[Rows from a dataset]
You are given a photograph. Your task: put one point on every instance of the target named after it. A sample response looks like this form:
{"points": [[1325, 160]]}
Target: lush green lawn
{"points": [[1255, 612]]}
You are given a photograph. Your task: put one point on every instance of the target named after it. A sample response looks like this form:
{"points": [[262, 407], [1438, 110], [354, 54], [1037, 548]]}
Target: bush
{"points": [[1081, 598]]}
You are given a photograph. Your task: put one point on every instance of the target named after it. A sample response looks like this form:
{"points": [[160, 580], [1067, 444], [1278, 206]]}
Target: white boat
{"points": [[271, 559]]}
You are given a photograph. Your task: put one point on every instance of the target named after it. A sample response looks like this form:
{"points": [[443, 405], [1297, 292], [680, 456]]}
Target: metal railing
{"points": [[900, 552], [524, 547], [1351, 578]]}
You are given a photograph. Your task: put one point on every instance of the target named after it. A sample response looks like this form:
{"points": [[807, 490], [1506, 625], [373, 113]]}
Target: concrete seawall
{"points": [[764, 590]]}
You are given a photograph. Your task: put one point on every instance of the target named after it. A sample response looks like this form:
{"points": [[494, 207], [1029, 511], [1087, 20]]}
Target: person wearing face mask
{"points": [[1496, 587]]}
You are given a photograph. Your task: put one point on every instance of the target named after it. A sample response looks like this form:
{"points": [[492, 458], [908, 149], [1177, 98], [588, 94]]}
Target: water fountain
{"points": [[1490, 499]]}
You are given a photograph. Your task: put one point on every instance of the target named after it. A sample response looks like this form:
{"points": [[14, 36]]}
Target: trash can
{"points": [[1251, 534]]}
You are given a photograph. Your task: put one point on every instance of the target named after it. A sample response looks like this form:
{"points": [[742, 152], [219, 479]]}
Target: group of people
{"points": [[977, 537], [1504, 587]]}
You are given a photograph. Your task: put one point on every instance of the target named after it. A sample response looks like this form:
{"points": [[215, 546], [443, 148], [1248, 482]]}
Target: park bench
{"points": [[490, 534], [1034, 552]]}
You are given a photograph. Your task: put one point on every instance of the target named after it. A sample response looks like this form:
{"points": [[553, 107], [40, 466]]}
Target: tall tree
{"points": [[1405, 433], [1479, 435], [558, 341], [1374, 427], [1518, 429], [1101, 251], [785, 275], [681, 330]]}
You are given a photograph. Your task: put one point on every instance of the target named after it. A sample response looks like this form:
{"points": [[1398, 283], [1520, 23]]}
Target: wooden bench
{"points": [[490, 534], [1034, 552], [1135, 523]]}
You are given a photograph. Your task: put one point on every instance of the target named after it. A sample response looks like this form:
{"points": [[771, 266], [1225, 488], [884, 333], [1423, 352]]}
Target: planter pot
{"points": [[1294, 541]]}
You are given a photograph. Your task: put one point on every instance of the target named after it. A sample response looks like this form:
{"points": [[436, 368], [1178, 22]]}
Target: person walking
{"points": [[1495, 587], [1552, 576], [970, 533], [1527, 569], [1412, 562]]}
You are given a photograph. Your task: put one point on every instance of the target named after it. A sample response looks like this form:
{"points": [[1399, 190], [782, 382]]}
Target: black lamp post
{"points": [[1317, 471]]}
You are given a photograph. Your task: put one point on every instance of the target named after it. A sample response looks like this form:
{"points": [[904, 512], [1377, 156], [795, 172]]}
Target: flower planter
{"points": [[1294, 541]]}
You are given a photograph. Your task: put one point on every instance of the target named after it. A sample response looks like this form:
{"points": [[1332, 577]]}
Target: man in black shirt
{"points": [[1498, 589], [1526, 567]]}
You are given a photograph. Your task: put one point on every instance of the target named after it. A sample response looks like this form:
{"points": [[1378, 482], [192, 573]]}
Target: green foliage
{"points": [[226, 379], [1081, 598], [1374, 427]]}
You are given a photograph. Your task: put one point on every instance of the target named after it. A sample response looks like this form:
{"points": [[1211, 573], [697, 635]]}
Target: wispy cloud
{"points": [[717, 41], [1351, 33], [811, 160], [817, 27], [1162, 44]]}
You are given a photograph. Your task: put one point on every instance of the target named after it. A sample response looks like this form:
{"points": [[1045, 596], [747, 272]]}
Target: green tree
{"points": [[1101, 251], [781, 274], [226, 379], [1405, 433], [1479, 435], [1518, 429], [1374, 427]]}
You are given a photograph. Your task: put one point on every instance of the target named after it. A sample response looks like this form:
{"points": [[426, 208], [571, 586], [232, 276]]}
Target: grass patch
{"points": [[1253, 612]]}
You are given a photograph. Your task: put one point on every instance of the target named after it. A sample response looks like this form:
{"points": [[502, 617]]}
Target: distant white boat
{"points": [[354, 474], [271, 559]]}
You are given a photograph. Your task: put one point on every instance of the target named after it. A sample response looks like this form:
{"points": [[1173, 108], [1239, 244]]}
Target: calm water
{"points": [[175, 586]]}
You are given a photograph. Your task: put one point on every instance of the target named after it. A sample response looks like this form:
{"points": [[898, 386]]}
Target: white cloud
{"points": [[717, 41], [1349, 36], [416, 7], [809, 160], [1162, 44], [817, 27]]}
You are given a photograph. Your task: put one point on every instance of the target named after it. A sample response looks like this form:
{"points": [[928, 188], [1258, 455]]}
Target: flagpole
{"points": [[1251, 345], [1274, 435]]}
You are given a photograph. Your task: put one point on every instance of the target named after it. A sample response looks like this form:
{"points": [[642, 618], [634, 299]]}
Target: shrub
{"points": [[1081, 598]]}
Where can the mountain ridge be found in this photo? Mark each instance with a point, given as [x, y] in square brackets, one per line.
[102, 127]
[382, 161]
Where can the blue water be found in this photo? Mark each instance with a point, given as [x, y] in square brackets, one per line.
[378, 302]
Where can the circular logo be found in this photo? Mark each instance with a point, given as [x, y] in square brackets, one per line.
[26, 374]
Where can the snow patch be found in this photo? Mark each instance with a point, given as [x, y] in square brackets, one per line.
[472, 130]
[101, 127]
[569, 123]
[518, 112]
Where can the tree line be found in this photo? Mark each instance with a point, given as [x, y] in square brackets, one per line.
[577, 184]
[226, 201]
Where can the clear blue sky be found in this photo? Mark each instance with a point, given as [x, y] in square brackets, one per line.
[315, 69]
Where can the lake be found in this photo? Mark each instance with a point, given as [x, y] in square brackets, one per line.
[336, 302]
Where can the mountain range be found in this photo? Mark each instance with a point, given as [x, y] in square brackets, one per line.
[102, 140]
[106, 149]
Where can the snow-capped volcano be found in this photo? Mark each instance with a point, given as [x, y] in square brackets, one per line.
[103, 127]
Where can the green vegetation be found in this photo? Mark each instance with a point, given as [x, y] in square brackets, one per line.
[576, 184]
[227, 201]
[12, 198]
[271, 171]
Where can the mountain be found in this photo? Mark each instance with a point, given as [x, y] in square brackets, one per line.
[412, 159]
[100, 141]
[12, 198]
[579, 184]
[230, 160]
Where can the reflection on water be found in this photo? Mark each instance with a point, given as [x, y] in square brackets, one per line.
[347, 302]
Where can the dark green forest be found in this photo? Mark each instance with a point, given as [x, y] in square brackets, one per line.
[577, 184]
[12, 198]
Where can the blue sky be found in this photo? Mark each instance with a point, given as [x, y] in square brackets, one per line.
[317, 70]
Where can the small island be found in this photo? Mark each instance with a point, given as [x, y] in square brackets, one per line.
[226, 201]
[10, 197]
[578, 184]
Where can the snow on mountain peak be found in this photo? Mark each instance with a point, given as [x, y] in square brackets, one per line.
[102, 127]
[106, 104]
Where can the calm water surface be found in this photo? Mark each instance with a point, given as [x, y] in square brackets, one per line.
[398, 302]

- **Problem to work on**
Only the lines from the one containing "Where can the snow patch" to the end of the listing belong in the output, each reproduced exactly.

- **Solved exercise**
Where can the snow patch be found in this photo? Mark each instance with a point, given as [x, y] in square brackets, one per line.
[472, 130]
[101, 127]
[569, 123]
[518, 112]
Where can the tree line be found in this photo? Mark each instance with a point, given as [x, y] in square brackets, one per line.
[577, 184]
[226, 201]
Where can the clear blue sky be found in this photo? Mark each instance with a point, given as [x, y] in square brackets, one per line.
[315, 69]
Where can the lake be found in this photo? Mark each instance with a point, given as [x, y] in square brackets, one per line.
[336, 302]
Where can the mountain range be found in this photo? Mark each instance with a point, given as [x, y] in square brackets, one per line.
[102, 140]
[106, 149]
Where can the snow-capped volcano be found in this photo? Mark each instance with a point, given as [x, y] in square brackets, one per line.
[103, 127]
Where can the green vegetation be found in this photo? Mark each instance with a point, given as [x, y] in square brackets, one per line.
[576, 184]
[227, 201]
[12, 198]
[271, 171]
Where can the mountain be found in this photo? Mark each instance with a point, given as [x, y] in square brackets, one per line.
[412, 159]
[100, 141]
[12, 198]
[579, 184]
[230, 160]
Where can the reflection on water be found in this photo? Mark each instance with a point, given as [x, y] in square brackets, one per line.
[347, 302]
Where can the dark green forest be found in this photo? Mark each instance with a point, given as [x, y] in square brackets, one per line.
[577, 184]
[12, 198]
Where can the blue sky be found in this photo? Mark each instance with a point, given as [x, y] in square brackets, one per line.
[317, 70]
Where can the small island be found in this photo? Mark each instance with a point, given as [x, y] in square brackets, one per line.
[226, 201]
[10, 197]
[578, 184]
Where can the snow on mountain peak be found in this photo? Mark each instance with a point, given as [x, y] in square brackets, one per line.
[102, 127]
[106, 104]
Where can the calm water surface be found in this photo? Mark each instance with a point, given as [x, y] in square brackets, one per line.
[398, 302]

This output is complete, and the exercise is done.